_Problem_
Show, copied in full, each line of the records that contains the word "white".

_Record extracts_
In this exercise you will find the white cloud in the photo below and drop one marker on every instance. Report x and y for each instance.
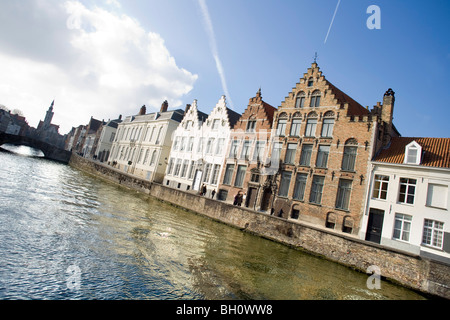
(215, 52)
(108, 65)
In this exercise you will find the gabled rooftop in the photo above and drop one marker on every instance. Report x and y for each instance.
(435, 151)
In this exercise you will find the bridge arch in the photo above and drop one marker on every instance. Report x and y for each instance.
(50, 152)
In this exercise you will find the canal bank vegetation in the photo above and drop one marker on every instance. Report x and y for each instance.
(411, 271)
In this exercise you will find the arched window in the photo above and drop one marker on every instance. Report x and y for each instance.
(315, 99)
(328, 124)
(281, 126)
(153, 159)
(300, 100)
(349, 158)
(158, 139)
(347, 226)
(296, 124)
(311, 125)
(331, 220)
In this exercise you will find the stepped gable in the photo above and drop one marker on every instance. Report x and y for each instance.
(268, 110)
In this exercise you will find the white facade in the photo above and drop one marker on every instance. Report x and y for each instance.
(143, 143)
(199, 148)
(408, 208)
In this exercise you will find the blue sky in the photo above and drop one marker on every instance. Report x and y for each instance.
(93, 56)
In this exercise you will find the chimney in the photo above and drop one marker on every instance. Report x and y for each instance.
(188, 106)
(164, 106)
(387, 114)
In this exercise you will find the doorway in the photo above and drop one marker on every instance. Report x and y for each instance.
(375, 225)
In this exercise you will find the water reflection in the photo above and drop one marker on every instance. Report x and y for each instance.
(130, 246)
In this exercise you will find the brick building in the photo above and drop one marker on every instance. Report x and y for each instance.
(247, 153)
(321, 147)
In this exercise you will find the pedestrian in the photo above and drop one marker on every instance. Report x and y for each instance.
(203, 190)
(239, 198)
...
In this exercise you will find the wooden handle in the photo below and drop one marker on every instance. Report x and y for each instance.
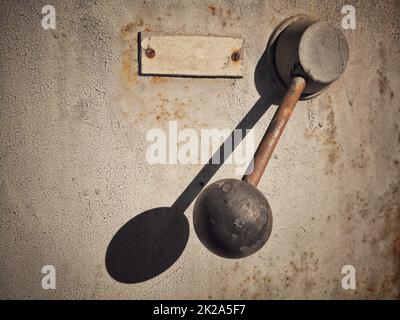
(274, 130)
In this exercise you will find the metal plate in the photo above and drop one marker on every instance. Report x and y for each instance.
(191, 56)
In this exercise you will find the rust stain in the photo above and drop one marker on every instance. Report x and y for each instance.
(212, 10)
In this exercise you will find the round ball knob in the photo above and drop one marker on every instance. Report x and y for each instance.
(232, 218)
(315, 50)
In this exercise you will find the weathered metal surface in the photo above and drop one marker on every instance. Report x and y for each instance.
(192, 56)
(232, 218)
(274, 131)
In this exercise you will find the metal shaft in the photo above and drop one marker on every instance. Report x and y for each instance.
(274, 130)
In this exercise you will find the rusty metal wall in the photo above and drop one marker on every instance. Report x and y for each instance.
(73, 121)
...
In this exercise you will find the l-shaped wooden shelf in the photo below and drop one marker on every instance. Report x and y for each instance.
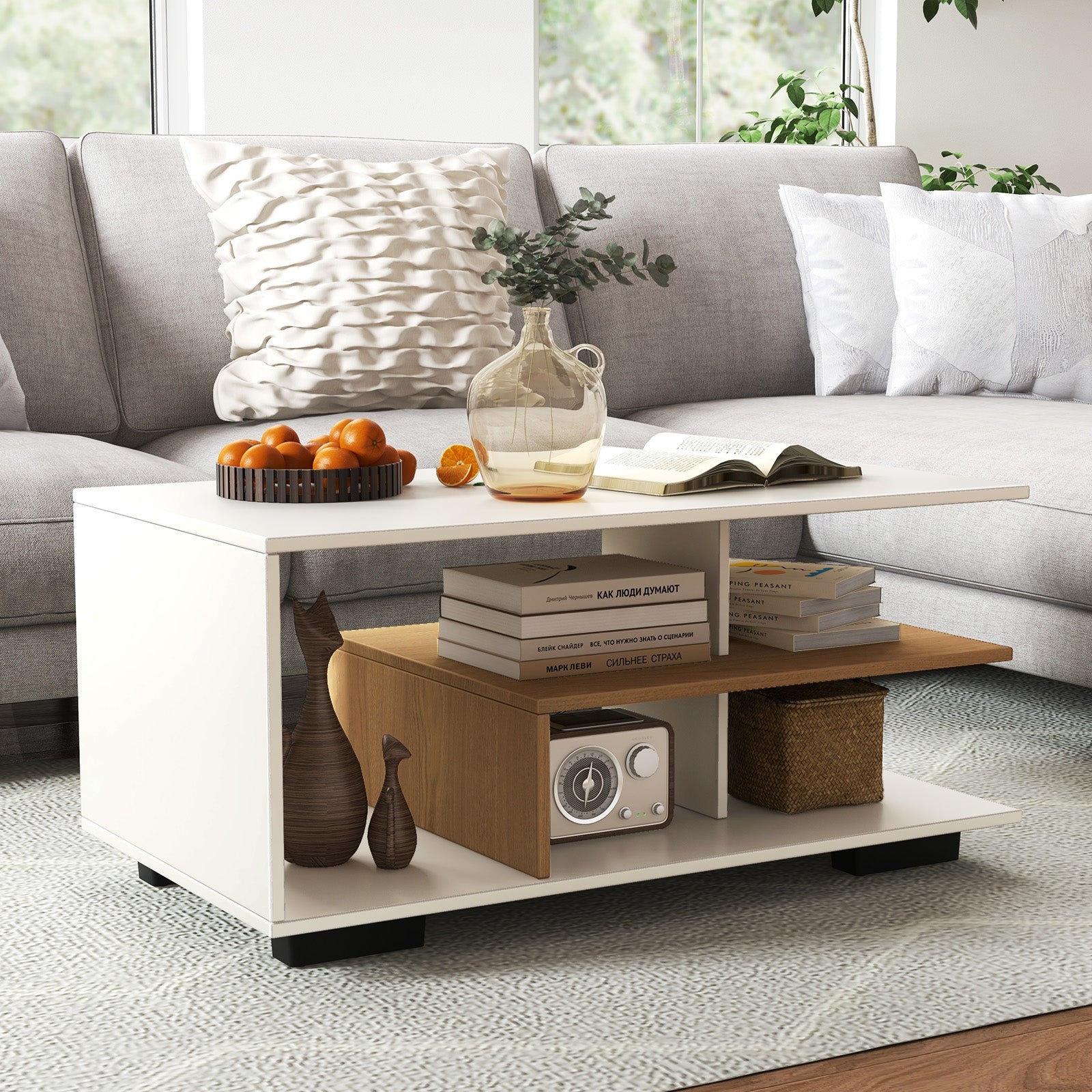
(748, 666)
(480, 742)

_Answer to the problem_
In this exercise you will find the white cloud in the photo below and drop one marker on every instance. Report x and y for each instance.
In this exercise you will find the white facade in the photo above and drop one marker on every instance. Report x and y for each instance.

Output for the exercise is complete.